**EXCERPT:**

Less than a year ago, 45-year-old schoolteacher Rekhaben and her family drank unsafe water every day. Living in the small Indian village of Randheri, the only water available was bore well water that was piped into her home starting at 7am each morning for 45 minutes on a good day. On bad days, days when the electric was out or the well was low from drought, there was no water at all.
In 2019, Kohler teamed up with World Vision to bring access to safe water to over 400 people who live in Rekhaben’s village. After studying the safe water needs of the village, we built a centralized kiosk with a large-scale reverse osmosis filtration system that can provide 500 liters of safe water each hour—enough for everyone.
Now Rekhaben’s entire family, neighbors and anyone she can get the word out to uses the filtered water. “I meet a lot of people in the village. I talk with many of them in meetings at work, we discuss about pure water availability and we spread the news to other people as well,” she says.
The impact on daily life and health is significant. While the water that’s piped into Rekhaben’s home may look fine, it’s actually filled with minerals, bacteria, salts and dissolved solids that are harmful. To give a little context, waterborne illnesses cause one death around the world every 37 seconds, not to mention 443 million student-missed school days.

**EXERCISE DATA:**
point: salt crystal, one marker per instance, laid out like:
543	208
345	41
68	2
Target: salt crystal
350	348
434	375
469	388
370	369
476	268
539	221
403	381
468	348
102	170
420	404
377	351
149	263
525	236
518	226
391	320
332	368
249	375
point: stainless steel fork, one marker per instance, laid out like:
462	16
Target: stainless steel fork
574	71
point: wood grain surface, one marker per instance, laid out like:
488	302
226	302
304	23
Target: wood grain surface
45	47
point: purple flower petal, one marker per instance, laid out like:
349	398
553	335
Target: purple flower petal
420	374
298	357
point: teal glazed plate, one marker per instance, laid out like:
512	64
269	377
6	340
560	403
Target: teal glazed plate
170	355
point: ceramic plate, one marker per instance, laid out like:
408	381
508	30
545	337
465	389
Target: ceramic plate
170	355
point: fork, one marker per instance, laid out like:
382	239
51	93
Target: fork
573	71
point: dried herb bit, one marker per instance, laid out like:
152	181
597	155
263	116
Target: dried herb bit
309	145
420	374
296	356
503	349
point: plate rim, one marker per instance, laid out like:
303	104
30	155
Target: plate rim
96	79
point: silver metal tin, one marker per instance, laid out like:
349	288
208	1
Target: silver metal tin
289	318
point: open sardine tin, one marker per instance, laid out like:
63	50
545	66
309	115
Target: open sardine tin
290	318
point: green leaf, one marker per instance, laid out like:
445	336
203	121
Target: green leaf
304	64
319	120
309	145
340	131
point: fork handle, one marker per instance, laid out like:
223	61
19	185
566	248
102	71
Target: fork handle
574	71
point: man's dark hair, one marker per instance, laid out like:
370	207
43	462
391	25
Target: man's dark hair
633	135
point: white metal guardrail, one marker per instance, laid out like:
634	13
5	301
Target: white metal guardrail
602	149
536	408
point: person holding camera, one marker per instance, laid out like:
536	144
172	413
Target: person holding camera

**ACTIVITIES:**
- a) Reproduce the passage on safe water in Randheri word for word, from "Less than a" up to and including "hour—enough for everyone.".
- b) List every harmful substance that the passage on safe water in Randheri says fills the water piped into Rekhaben's home.

**RESULTS OF THE TASKS:**
- a)
Less than a year ago, 45-year-old schoolteacher Rekhaben and her family drank unsafe water every day. Living in the small Indian village of Randheri, the only water available was bore well water that was piped into her home starting at 7am each morning for 45 minutes on a good day. On bad days, days when the electric was out or the well was low from drought, there was no water at all.
In 2019, Kohler teamed up with World Vision to bring access to safe water to over 400 people who live in Rekhaben’s village. After studying the safe water needs of the village, we built a centralized kiosk with a large-scale reverse osmosis filtration system that can provide 500 liters of safe water each hour—enough for everyone.

- b)
- minerals
- bacteria
- salts
- dissolved solids